**Dataset excerpts on pointing to objects:**
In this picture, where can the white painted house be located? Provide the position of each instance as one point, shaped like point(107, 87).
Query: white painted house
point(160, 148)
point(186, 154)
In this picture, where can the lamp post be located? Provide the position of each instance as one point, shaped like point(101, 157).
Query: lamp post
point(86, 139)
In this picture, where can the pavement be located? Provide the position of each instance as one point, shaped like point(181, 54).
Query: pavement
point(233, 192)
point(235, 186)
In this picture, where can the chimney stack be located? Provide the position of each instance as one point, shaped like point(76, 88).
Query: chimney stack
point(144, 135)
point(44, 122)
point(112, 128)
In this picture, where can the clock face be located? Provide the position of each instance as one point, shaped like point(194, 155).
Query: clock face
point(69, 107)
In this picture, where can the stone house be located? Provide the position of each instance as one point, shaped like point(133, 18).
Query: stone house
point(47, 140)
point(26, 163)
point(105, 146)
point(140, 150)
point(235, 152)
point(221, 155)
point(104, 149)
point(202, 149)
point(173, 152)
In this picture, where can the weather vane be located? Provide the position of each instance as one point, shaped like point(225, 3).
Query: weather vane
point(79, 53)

**Exercise prompt:** Rewrite the rows above, replacing each "Query" with "Target" and leaving all other text unchanged.

**Exercise solution:**
In this picture, where can the white painted house be located? Provide the position of each instance as one point, shaped like point(107, 87).
Target: white painted house
point(160, 148)
point(186, 154)
In this picture, where can the lamp post be located? Provide the position of each instance as one point, shaped like point(101, 157).
Target: lamp post
point(86, 139)
In this picture, where can the pavement be located? Provide the position of each instance as one point, shaped like point(181, 54).
Target: pavement
point(233, 192)
point(235, 186)
In this picture, where can the chimney stack be located? Provide the position of each instance as one point, shaped like point(76, 88).
Target: chimney stack
point(144, 135)
point(44, 122)
point(112, 128)
In this picture, where can the clock face be located? Provide the position of each instance as one point, shaped like point(194, 155).
Target: clock face
point(69, 107)
In this picture, where can the stone house be located? Provide the position of each instance as one point, shaped like point(133, 18).
Target: stone house
point(47, 140)
point(26, 163)
point(105, 146)
point(140, 150)
point(235, 152)
point(221, 155)
point(104, 149)
point(202, 149)
point(173, 152)
In this picture, where can the weather vane be located? Provide the position of each instance as one point, shaped like point(225, 3).
Target: weather vane
point(79, 53)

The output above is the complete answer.